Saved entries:

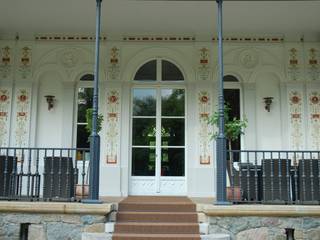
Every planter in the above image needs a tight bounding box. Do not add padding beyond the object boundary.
[76,184,89,198]
[227,186,241,201]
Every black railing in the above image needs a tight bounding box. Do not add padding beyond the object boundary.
[0,147,90,201]
[227,150,320,204]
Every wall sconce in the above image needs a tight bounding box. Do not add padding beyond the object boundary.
[263,97,273,112]
[44,95,55,111]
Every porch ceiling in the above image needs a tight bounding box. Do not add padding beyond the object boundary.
[1,0,320,41]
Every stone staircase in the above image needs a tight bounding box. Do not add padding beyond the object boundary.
[82,196,230,240]
[113,196,200,240]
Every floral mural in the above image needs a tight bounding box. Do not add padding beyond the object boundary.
[0,46,12,78]
[105,89,120,164]
[197,47,210,81]
[288,48,300,81]
[14,88,31,147]
[307,48,320,81]
[288,90,305,150]
[18,46,32,79]
[198,91,212,164]
[0,88,12,147]
[108,47,120,80]
[308,91,320,150]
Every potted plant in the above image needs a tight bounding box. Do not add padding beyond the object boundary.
[208,104,247,201]
[76,108,104,198]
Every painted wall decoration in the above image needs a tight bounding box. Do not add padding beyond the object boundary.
[105,89,121,164]
[197,48,210,81]
[239,49,259,69]
[0,88,12,147]
[108,47,120,80]
[288,90,305,150]
[18,47,32,79]
[288,48,300,81]
[0,46,12,78]
[308,91,320,150]
[13,88,31,147]
[307,48,320,81]
[198,91,212,164]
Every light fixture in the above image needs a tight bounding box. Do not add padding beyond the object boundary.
[263,97,273,112]
[44,95,55,111]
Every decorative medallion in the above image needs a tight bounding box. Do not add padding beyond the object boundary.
[108,47,120,80]
[307,48,320,81]
[288,48,300,81]
[14,88,31,147]
[198,91,212,164]
[0,46,12,78]
[239,49,259,69]
[288,90,304,150]
[308,91,320,150]
[60,50,78,68]
[105,89,121,164]
[18,47,32,79]
[0,88,12,147]
[197,48,210,81]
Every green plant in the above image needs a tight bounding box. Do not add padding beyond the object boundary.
[208,104,248,175]
[85,108,104,135]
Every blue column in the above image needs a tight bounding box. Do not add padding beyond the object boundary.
[84,0,102,204]
[215,0,228,205]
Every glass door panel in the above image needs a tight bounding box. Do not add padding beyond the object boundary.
[132,148,156,176]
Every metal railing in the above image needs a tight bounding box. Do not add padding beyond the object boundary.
[227,150,320,204]
[0,147,90,201]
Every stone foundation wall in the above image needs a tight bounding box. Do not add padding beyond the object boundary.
[0,213,107,240]
[208,216,320,240]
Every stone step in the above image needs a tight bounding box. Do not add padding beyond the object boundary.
[118,202,196,212]
[116,211,198,223]
[114,222,199,234]
[112,233,201,240]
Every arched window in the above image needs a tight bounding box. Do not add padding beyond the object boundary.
[224,75,239,82]
[134,59,184,82]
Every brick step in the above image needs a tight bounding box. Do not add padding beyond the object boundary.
[114,222,199,234]
[118,202,196,212]
[112,233,201,240]
[116,211,198,223]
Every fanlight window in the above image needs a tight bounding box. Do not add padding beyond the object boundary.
[224,75,239,82]
[80,74,94,81]
[134,59,184,81]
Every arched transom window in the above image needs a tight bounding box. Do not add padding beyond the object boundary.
[134,59,184,82]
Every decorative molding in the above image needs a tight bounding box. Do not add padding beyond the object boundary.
[197,48,210,81]
[288,90,305,150]
[59,50,79,68]
[198,90,212,165]
[307,90,320,150]
[0,46,12,79]
[0,88,12,147]
[13,88,31,147]
[307,48,320,81]
[287,48,301,81]
[35,34,107,42]
[18,46,32,79]
[105,89,121,164]
[123,36,195,42]
[107,47,120,80]
[212,36,283,43]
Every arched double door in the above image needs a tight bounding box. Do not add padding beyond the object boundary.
[129,59,186,195]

● WHAT TO WORK ON
The images are to be left out; every line above should be set down exactly.

● PROBLEM SOLUTION
Every planter in the above image needs a tight bounding box. Do not add padding beyond the object boundary.
[76,184,89,198]
[227,186,241,201]
Every black railing in the above image needs a tight bounding box. Do not add padding beyond the object boundary.
[0,147,90,201]
[227,150,320,204]
Every wall sconce in the above image needs a tight bounding box. Do not add padding beyond the object boundary.
[263,97,273,112]
[44,95,55,111]
Every porch ceiling in the above image needs a tight bounding box. Do not add padding beyond the object boundary.
[1,0,320,41]
Every stone staircase in the above image needs a tight bounding box. Do not add padding beyond the object boundary.
[82,196,230,240]
[113,196,200,240]
Every floral mural in the above image needs a tight bounding box. Do not add padding beyond the object boundary.
[0,46,12,78]
[105,89,120,164]
[197,47,210,81]
[288,48,300,81]
[14,88,31,147]
[307,48,320,81]
[288,90,305,150]
[18,46,32,79]
[198,91,212,164]
[0,88,12,147]
[108,47,120,80]
[308,91,320,150]
Every potted plant in the above image needs a tight bounding box. Do not add padding beyond the object boundary.
[208,104,247,201]
[76,108,104,198]
Every painted wall decoration in the above image needs a tight bounding box. Do not add padding beyond the object boundary.
[105,89,121,164]
[197,48,210,81]
[239,49,259,69]
[0,88,12,147]
[108,47,120,80]
[288,90,305,150]
[18,47,32,79]
[288,48,300,81]
[0,46,12,78]
[308,91,320,150]
[13,88,31,147]
[307,48,320,81]
[198,91,212,164]
Every light fixture in the above image needs a tight bounding box. Do not add padding beyond the object boundary.
[263,97,273,112]
[44,95,55,111]
Every decorative medallion in the above image needs a tight bounding box. Do not add padding beyond the object boundary.
[108,47,120,80]
[307,48,320,81]
[288,48,300,81]
[14,88,31,147]
[198,91,212,164]
[0,46,12,78]
[239,49,259,69]
[288,90,304,150]
[308,91,320,150]
[60,50,78,68]
[105,89,121,164]
[18,47,32,79]
[0,88,12,147]
[197,48,210,81]
Every green plant in the above image needs a tight bounding box. Do not add padding beyond the object boundary.
[208,104,248,175]
[85,108,104,135]
Every blue column in the above image needs a tight bounding box. Do not add padding beyond the object boundary.
[84,0,102,204]
[215,0,228,205]
Every glass door panel in the above image needs a tight bounding box. Do not add padding beyond the object boundary.
[132,148,156,176]
Every metal railing in the above image needs a tight bounding box. Do not add padding beyond the object boundary.
[227,150,320,204]
[0,147,90,201]
Every stone foundation wall in the above image needs a tight bounding box. Do not add padding beyond the object boundary.
[0,213,107,240]
[208,216,320,240]
Every stone step in the above image needs a tight bounding box. Do not add padding beyond the object boundary.
[118,202,196,212]
[116,211,198,223]
[114,222,199,234]
[112,233,201,240]
Every arched window in the above image needs a tight bounding box. Do not add padding beyond the object boundary.
[224,75,239,82]
[134,59,184,82]
Every brick step in the above image needs a tight bounding box. Do not add padding beyond the object boundary.
[114,222,199,234]
[118,202,196,212]
[112,233,201,240]
[116,211,198,223]
Every fanlight window in the above image needs a tight bounding box. Do not add padding beyond the object boundary.
[224,75,239,82]
[80,74,94,81]
[134,59,184,81]
Every arched transom window in the above image needs a tight bounding box. Do not add padding beyond the object boundary.
[134,59,184,82]
Every decorative molding in the above image needs a tight bounding box. Do not add padding beyond the object boundary.
[197,48,210,81]
[288,90,305,150]
[59,50,79,68]
[198,90,212,165]
[307,90,320,150]
[0,46,12,79]
[0,88,12,147]
[13,88,31,147]
[307,48,320,81]
[287,48,301,81]
[35,34,107,42]
[18,46,32,79]
[105,89,121,164]
[123,36,195,42]
[107,47,120,80]
[212,36,283,43]
Every arched double door in the above image needs a tight bounding box. Do not add padding beyond the object boundary.
[129,59,186,195]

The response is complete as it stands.